▶ _ASSIGNED TASK_: From the entries below, copy every line that has the word "floor".

(Natural-language object grounding data)
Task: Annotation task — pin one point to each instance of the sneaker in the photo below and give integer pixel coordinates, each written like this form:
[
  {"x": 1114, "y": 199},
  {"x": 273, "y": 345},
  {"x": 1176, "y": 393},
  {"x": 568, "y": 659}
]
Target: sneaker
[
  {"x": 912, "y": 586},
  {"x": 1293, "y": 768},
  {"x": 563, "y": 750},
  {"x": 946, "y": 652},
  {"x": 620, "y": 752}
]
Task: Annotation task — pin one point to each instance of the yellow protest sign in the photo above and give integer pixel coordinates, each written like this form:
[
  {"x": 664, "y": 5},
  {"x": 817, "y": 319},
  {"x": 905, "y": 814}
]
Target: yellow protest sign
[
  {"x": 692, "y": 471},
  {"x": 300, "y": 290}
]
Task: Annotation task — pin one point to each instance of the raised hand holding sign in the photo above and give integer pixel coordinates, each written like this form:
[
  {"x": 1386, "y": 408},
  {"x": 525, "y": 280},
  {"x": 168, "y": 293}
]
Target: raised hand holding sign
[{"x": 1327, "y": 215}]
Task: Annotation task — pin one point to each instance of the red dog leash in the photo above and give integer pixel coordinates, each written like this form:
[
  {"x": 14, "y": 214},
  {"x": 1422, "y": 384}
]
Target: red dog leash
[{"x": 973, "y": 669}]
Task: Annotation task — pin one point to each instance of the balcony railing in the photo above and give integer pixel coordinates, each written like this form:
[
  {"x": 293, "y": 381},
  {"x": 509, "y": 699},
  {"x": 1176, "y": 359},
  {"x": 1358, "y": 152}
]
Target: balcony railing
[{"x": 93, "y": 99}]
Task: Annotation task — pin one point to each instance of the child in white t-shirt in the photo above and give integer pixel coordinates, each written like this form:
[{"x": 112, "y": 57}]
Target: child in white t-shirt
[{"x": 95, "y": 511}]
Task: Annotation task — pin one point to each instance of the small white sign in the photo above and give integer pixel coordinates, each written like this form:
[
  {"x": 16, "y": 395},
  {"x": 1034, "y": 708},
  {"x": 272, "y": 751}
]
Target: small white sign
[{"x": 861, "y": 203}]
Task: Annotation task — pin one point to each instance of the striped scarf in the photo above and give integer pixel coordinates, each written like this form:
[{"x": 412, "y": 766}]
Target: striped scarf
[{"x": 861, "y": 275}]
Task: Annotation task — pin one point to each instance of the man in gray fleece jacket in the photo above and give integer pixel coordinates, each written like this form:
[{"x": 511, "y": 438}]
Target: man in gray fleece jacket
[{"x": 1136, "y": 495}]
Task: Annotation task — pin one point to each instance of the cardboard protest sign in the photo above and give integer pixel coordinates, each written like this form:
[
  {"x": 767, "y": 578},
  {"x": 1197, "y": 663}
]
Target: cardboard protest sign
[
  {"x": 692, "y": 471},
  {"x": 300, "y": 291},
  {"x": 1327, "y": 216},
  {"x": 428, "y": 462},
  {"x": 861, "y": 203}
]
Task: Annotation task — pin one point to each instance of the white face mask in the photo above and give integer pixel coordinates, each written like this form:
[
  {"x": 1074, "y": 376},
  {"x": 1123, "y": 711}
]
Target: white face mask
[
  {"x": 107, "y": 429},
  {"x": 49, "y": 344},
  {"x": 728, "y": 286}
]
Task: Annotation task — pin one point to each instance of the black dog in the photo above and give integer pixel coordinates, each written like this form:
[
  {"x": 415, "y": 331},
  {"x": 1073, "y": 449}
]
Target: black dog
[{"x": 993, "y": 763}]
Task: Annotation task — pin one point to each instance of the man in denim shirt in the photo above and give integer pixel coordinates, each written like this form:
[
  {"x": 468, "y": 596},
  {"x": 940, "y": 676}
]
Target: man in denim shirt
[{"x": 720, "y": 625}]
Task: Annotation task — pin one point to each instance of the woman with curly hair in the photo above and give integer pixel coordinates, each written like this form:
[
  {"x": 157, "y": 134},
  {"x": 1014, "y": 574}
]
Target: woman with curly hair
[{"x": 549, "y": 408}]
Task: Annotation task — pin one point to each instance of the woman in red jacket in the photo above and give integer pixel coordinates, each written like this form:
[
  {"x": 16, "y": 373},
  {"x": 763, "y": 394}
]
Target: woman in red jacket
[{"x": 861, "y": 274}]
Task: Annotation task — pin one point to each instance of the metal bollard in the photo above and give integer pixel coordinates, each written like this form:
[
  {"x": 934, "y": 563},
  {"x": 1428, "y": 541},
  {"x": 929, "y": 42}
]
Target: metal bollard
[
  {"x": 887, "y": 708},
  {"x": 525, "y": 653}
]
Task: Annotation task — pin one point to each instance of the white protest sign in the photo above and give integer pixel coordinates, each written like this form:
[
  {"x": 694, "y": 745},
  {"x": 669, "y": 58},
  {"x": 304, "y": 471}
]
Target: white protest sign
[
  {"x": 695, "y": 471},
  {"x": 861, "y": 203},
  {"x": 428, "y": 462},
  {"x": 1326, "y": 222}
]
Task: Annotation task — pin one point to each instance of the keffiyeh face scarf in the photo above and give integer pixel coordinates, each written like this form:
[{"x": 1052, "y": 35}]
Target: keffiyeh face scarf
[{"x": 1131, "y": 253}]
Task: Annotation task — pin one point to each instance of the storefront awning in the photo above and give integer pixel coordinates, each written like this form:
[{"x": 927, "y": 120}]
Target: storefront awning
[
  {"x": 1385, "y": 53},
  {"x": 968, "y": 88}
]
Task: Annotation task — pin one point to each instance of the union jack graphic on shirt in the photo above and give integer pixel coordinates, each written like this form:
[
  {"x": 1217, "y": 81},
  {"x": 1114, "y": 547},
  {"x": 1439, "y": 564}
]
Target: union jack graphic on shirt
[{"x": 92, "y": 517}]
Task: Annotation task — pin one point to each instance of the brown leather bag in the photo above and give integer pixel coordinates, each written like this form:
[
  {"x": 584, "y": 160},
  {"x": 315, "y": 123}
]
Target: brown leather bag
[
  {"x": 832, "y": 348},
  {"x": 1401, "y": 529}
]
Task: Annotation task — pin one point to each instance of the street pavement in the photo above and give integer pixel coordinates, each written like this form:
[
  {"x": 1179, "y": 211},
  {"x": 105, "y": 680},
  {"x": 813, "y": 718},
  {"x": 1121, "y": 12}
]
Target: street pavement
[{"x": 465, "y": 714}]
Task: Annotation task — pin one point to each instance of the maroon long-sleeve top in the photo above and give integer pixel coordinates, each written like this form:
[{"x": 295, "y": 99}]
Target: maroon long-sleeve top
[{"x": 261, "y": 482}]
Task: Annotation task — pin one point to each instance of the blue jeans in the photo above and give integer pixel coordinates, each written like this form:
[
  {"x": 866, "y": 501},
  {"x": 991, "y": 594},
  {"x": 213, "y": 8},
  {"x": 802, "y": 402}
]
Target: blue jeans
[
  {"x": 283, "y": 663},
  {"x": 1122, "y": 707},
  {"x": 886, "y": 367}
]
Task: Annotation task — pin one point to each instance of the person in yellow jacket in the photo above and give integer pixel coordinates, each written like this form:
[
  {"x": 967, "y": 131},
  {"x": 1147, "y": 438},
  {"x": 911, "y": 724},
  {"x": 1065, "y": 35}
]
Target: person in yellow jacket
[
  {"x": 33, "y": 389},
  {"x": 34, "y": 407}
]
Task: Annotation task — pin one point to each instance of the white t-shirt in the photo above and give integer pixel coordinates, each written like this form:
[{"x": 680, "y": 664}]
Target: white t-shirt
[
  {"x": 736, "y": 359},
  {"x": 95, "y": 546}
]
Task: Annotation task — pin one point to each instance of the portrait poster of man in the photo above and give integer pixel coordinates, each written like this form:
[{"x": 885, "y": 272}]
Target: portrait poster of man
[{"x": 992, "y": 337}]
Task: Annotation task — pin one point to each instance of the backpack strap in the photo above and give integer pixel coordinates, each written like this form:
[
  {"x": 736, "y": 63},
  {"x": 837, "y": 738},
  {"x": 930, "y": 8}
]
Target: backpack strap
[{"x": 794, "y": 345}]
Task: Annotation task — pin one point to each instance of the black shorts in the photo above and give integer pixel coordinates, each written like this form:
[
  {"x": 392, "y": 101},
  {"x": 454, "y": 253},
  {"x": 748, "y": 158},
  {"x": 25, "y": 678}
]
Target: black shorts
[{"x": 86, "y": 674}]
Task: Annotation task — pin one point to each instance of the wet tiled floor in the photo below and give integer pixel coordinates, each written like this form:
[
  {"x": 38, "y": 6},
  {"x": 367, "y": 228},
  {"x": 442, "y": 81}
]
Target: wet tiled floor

▶ _ANSWER TO THE EXERCISE_:
Task: Annotation task — pin one point to each instance of the wet tiled floor in the photo below and give integer pixel coordinates, each written like this form:
Target: wet tiled floor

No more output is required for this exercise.